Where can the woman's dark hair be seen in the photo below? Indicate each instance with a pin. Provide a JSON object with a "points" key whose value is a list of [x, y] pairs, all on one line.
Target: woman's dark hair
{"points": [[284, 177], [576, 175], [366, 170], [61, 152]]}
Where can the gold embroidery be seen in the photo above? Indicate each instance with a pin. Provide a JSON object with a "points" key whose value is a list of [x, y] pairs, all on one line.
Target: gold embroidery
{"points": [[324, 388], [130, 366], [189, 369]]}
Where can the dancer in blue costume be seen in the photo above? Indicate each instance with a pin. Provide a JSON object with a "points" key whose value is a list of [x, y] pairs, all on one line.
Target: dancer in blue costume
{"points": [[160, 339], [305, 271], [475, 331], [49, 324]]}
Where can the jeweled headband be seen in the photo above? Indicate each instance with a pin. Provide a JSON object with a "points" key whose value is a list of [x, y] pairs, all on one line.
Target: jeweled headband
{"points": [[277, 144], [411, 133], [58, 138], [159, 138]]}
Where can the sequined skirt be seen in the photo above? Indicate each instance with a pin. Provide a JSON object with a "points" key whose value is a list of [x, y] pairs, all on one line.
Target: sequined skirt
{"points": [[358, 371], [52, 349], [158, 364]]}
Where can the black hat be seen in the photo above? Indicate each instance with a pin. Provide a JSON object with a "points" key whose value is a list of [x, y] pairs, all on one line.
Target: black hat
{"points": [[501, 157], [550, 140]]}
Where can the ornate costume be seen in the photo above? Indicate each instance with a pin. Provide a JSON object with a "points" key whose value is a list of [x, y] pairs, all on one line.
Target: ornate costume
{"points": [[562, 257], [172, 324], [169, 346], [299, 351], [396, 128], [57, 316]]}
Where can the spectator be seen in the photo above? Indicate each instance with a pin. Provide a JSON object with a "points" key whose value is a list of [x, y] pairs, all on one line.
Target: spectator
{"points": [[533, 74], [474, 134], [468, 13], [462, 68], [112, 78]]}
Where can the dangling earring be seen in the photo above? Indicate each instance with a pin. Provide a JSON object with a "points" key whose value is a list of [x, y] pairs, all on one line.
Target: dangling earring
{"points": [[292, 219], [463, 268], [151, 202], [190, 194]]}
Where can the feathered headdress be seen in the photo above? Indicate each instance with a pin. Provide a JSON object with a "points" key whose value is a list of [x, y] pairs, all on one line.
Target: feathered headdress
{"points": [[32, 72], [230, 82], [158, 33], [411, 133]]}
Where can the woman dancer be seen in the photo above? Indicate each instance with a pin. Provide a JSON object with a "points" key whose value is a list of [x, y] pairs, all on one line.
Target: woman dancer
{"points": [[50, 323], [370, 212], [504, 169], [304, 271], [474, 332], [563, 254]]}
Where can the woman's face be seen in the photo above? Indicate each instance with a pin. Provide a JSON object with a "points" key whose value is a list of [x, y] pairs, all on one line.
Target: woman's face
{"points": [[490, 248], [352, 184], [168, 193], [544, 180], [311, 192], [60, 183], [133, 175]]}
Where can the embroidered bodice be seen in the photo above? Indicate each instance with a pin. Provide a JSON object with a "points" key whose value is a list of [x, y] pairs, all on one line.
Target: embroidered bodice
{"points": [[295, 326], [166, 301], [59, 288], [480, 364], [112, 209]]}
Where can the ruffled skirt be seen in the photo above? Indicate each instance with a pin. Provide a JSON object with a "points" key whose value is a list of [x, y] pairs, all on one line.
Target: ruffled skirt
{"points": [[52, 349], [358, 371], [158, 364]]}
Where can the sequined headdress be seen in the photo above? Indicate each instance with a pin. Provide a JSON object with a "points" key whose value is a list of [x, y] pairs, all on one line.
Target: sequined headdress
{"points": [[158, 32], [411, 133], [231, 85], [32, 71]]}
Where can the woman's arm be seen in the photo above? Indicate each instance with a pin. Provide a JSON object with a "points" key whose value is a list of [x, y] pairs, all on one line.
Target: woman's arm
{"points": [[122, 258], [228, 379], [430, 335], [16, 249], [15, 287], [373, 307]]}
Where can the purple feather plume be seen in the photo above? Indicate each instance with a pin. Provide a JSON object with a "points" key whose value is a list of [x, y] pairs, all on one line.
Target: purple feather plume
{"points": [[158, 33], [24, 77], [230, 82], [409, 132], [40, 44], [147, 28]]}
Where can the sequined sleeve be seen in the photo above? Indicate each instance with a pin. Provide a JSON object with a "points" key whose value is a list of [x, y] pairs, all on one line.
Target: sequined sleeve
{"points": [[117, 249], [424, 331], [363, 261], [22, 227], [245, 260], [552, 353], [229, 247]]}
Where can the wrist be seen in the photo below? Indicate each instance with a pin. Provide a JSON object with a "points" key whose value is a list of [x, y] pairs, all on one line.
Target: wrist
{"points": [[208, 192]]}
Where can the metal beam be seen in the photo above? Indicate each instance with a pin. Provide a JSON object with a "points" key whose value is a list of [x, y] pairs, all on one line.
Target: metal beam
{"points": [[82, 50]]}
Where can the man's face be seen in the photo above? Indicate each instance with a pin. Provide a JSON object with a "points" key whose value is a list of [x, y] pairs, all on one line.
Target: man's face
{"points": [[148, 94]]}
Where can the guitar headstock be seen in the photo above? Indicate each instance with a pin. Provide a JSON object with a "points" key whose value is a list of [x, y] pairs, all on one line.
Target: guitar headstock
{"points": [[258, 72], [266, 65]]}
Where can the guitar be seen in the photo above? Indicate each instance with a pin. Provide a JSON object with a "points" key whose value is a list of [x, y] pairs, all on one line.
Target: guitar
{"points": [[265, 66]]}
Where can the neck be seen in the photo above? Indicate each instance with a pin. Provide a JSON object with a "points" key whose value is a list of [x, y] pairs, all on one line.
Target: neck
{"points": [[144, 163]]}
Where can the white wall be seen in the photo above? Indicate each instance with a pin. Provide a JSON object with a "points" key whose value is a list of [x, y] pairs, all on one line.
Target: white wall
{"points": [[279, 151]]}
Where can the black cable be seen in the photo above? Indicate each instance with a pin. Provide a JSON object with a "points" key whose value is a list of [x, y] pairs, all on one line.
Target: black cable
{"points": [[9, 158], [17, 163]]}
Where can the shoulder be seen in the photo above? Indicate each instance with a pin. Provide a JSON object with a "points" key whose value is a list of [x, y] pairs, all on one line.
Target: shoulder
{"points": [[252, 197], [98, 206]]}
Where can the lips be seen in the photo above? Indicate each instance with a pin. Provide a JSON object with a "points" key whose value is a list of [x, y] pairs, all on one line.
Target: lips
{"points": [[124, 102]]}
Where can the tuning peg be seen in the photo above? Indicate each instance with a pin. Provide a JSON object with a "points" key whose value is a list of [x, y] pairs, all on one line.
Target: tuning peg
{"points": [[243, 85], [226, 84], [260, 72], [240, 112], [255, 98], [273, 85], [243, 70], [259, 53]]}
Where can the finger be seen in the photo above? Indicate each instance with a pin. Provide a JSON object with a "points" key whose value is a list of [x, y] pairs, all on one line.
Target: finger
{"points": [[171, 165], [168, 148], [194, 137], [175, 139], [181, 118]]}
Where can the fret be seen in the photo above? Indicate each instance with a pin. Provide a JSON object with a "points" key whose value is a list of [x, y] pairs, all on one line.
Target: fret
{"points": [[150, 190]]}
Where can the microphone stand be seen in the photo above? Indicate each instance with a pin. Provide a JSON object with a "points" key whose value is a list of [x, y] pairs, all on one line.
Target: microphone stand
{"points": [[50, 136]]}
____
## INSTRUCTION
Format the rows above as a numbered list, leaving out any blank lines.

## EXERCISE SOLUTION
1. Where can the woman's dark hair be seen in the photo below? Indicate each instance with a pin. Provide a JSON object with a "points" key whose value is a list of [x, y] pairs, all on one line.
2. Target: woman's dark hair
3. {"points": [[284, 177], [576, 175], [366, 170], [61, 152]]}
4. Where can the gold embroidery be seen in the photo above? Indicate each instance with a pin. Provide a JSON object with a "points" key whose value is a list of [x, y] pairs, all on one line.
5. Target: gold embroidery
6. {"points": [[324, 388], [130, 366], [189, 369]]}
7. Where can the dancer in blue costume be seen in the photo above? Indicate each instance with a pin. Provide a JSON object with a "points" key whose value is a list of [x, y] pairs, all on one line.
8. Target: dancer in blue costume
9. {"points": [[160, 339], [305, 271], [475, 331], [49, 324]]}
10. Where can the jeweled headband be seen in the photo above? Indicate each instance with a pin. Provide a JSON object with a "points" key whose value is a list of [x, y] pairs, all on one line.
11. Target: jeweled headband
12. {"points": [[277, 144], [411, 133], [58, 138], [159, 138]]}
13. Where can the sequined skirt be seen in the photo above? Indicate each instance with a pin. Provide a JSON object with a "points" key whose value is a list of [x, y] pairs, all on one line.
14. Target: sequined skirt
15. {"points": [[358, 371], [52, 349], [158, 364]]}
16. Where can the black hat be seen in the photo above? Indicate each instance with a pin. Provide a JSON object with a "points" key whose value is a list of [x, y] pairs, all on one line.
17. Target: black hat
18. {"points": [[501, 157], [550, 140]]}
19. Where can the ornate costume be seen in the photo above? Indicate each instance with a pin. Provide a JSON object with a "points" key whose value is a list of [x, y] pairs, all on one line.
20. Target: ornate costume
21. {"points": [[562, 257], [172, 324], [169, 346], [299, 351], [396, 128], [57, 316]]}
22. Where can the spectator be seen in the photo above? Indicate each instance with a pin. Provide a JSON object with a "points" key whose value is a list of [x, y] pairs, all on one line.
23. Target: spectator
24. {"points": [[533, 74], [474, 134], [468, 13], [462, 68], [112, 78]]}
25. Where can the dangling earring be seen in the photo above? Indicate each instance with a pin. Provide a JSON object with a "points" key whose value is a list of [x, y] pairs, all on one line.
26. Target: dangling earring
27. {"points": [[292, 219], [463, 268], [151, 202], [190, 194]]}
28. Where can the feathered headdress be seen in the photo above? Indicate each instance with a pin. Provide a JSON object with a "points" key whose value is a list of [x, y] pairs, all on one line.
29. Target: feathered headdress
30. {"points": [[32, 72], [230, 82], [158, 33], [411, 133]]}
31. Where can the woman dancer be seen in the photo above? Indicate each instance with a pin. Provide a JSON object with a "points" key whose value is a list of [x, y] pairs, all on one line.
32. Target: woman dancer
33. {"points": [[50, 323], [370, 212], [504, 169], [304, 271], [474, 332], [563, 254]]}
34. Where can the woman's face be seen in the photo above? Indicate each instance with a pin. Provide a JSON object with a "points" key whose value is a list of [x, y] pairs, all on one line.
35. Target: woman's face
36. {"points": [[490, 248], [352, 184], [168, 193], [544, 180], [311, 192], [60, 183], [133, 175]]}
37. Where can the embroidered bodice be seen in the photo above? Indicate each instance with a pin. Provide a JSON object with a "points" key whose value is a list of [x, y] pairs, all on one line.
38. Target: embroidered bodice
39. {"points": [[295, 326], [166, 301], [59, 288], [480, 364], [112, 209]]}
40. Where can the ruffled skirt be seen in the photo above? Indicate each instance with a pin. Provide a JSON object with a "points" key whose value is a list of [x, y] pairs, all on one line.
41. Target: ruffled skirt
42. {"points": [[52, 349], [358, 371], [158, 364]]}
43. Where can the sequined headdress be seen in the photo above? Indicate each instance with a pin. Provide a JSON object with a "points" key whose value is a list of [x, y] pairs, all on one line.
44. Target: sequined headdress
45. {"points": [[158, 32], [411, 133], [231, 85], [32, 71]]}
46. Where can the woman's arm be seen in the photo above? Indicate each instance with a pin. Provide a JSON object with a "points" key whose value is a list of [x, y] pairs, all on one line.
47. Target: woman's arm
48. {"points": [[122, 258], [228, 379], [430, 335], [16, 249], [15, 287], [373, 307]]}
49. Where can the purple feather plume be seen in the photo above? Indicate each instance with a pin. Provide a JSON object with a "points" key whose value is a list of [x, y] pairs, all on one line.
50. Target: purple feather plume
51. {"points": [[158, 33], [24, 77], [230, 82], [409, 132], [40, 44], [147, 28]]}
52. Where can the sequined sleeve be seen in the photo above? Indicate each instance with a pin. Provide a JSON object with a "points" key whose value is a list of [x, y] pairs, all on one line.
53. Target: sequined sleeve
54. {"points": [[117, 249], [424, 331], [363, 261], [22, 227], [245, 260], [552, 353], [229, 247]]}
55. Where can the wrist be seen in the photo below? Indicate each instance with a pin. Provide a JSON object with a "points" key whose value is a list of [x, y] pairs, all on one line.
56. Target: wrist
57. {"points": [[208, 192]]}
58. Where can the metal beam be seen in the photo above? Indicate each instance with a pin. Provide a JSON object with a "points" key whose value is a list of [x, y] pairs, all on one line.
59. Target: metal beam
60. {"points": [[82, 50]]}
61. Where can the man's face be seen in the photo above? Indicate each instance with a pin. Provide a JSON object with a "points" key whose value is a list of [x, y] pairs, all on one line.
62. Target: man's face
63. {"points": [[148, 94]]}
64. Where can the guitar headstock be seen in the photo above? Indicate each instance with a pin. Provide a JSON object with a "points" key whose value is a list of [x, y] pairs, all on one line.
65. Target: guitar headstock
66. {"points": [[258, 72], [266, 65]]}
67. Where can the guitar be seen in the photo above? Indicate each instance with a pin. Provide a JSON object with a "points" key whose value is a list of [x, y] pairs, all on one line.
68. Target: guitar
69. {"points": [[265, 66]]}
70. Where can the neck be seen in the photo above? Indicate each instance with a pin. Provide a JSON object with a "points" key whose value is a list of [x, y] pairs, all on one line.
71. Target: neck
72. {"points": [[144, 163]]}
73. Where can the white wall be seen in the photo above? Indicate each instance with a pin. Provide a JSON object with a "points" key whose value is a list of [x, y] pairs, all on one line.
74. Target: white wall
75. {"points": [[279, 151]]}
76. Where can the black cable be seen in the photo above? Indicate each instance with a pin. Provide a JSON object with a "points" key whose value is a list of [x, y] pairs, all on one line.
77. Target: black cable
78. {"points": [[9, 158], [17, 163]]}
79. Where can the shoulder be seen in the photo above? Indicate each instance with a pin. Provide a JSON object with a "points" key whose value is a list of [x, y] pairs, all on one line.
80. Target: shoulder
81. {"points": [[252, 197], [98, 206]]}
82. Where can the lips be seen in the photo above? Indicate each instance with a pin. Provide a JSON object with a "points" key whose value is a list of [x, y] pairs, all on one line.
83. Target: lips
84. {"points": [[124, 102]]}
85. Where can the tuning peg be seen in the photo above? Indicate each instance with a pin. Provide a JSON object with a "points" key whose value is a list of [x, y] pairs, all on one line.
86. Target: tuning peg
87. {"points": [[243, 85], [226, 84], [260, 72], [240, 112], [255, 98], [273, 85], [243, 70], [259, 53]]}
88. Where can the finger be seen in the photo above? Indicate each instance with a pin. Provide a JSON object with a "points" key whose value is a list of [x, y] pairs, all on one line.
89. Target: finger
90. {"points": [[171, 165], [168, 148], [194, 137], [175, 139], [181, 118]]}
91. Where can the fret be seen in the photo above? Indicate each instance with a pin. Provide a JSON object with a "points" key whose value is a list of [x, y] pairs, all on one line.
92. Target: fret
93. {"points": [[150, 190]]}
94. Where can the microphone stand be seen in the photo above? Indicate each instance with a pin. Provide a JSON object with a "points" key whose value is a list of [x, y] pairs, all on one line.
95. Target: microphone stand
96. {"points": [[50, 136]]}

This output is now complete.